**WORK TO COMPLETE**
Carry none of the pictures over; write out the complete data exactly.
┌──
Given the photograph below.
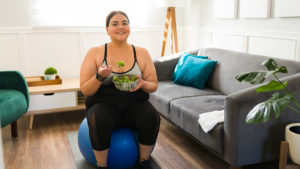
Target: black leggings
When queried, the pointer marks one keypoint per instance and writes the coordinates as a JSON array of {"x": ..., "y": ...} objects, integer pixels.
[{"x": 103, "y": 118}]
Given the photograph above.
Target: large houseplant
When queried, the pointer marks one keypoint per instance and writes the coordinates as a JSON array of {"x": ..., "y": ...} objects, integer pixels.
[{"x": 281, "y": 99}]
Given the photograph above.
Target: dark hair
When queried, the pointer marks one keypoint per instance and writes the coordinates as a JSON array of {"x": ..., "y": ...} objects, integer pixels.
[{"x": 113, "y": 13}]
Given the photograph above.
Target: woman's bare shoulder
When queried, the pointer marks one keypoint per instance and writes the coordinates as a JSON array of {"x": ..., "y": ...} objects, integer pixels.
[{"x": 141, "y": 51}]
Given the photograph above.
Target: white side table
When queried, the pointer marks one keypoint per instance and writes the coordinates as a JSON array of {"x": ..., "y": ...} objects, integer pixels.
[{"x": 54, "y": 98}]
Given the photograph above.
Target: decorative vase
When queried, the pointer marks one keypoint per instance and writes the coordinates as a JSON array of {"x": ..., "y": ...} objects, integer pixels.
[
  {"x": 49, "y": 77},
  {"x": 292, "y": 136}
]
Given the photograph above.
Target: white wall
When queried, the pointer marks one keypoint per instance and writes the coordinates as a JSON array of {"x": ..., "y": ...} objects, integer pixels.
[
  {"x": 278, "y": 37},
  {"x": 31, "y": 46},
  {"x": 31, "y": 49}
]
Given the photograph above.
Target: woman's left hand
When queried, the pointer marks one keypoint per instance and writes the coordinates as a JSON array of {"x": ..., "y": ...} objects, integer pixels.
[{"x": 140, "y": 84}]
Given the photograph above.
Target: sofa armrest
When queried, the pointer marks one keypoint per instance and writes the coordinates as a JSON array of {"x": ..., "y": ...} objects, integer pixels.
[
  {"x": 165, "y": 65},
  {"x": 254, "y": 143},
  {"x": 14, "y": 80}
]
└──
**YOUR SOLUTION**
Given the photograph below.
Target: black leggings
When queried, the pointer marks one keypoint per instance and writes the coordinates as a JSON array of {"x": ..., "y": ...} objects, integer pixels.
[{"x": 103, "y": 118}]
Given the photograph above.
Target: large houseplant
When queried, the pointer marks one keypoint per instance and writes the coordinates as a JSON array of {"x": ..., "y": ...} objects, integer pixels.
[{"x": 281, "y": 99}]
Given the photograph above.
Target: dark hair
When queried, the pointer marks one keypoint per instance and writes the coordinates as a JSON array of {"x": ..., "y": ...} objects, integer pixels.
[{"x": 113, "y": 13}]
Given the photograph above.
Target: woman's bare shoulder
When queried, the pointer marks one keypoint per instance and writes the coordinates as a JSON array of {"x": ..., "y": ...} objects, integer pixels.
[{"x": 141, "y": 51}]
Given the photograph above.
Target: white side table
When queried, the pointer marks one keypoint per instance and writes the coordinates as a JSON array of {"x": ..., "y": ...} objects, integer pixels.
[{"x": 54, "y": 98}]
Given the photograph above.
Target: decorative vase
When queried, the pointer marks one keypoint per instance and writes the coordinates as a JSON array of {"x": ..., "y": ...} objects, integer pixels.
[
  {"x": 49, "y": 77},
  {"x": 292, "y": 136}
]
Given the photograph above.
Target: white wall
When queried, the pointer marks one keypoint per instance and writes the coordinates as a JSON array of {"x": ..., "y": ...} objects, integer pixels.
[
  {"x": 278, "y": 37},
  {"x": 31, "y": 46},
  {"x": 31, "y": 49}
]
Given the photograph above.
Target: woman's left hand
When queried, the pointer marks one keypoint per instance and writes the coordinates as a JSON array of {"x": ..., "y": ...} objects, integer pixels.
[{"x": 140, "y": 84}]
Given the photograph above.
Target: sofa armrest
When queried, the pointer marks one keypoint per instance and writes the coordinates as a JSON array of {"x": ..., "y": ...} objects, integer pixels.
[
  {"x": 165, "y": 65},
  {"x": 254, "y": 143},
  {"x": 14, "y": 80}
]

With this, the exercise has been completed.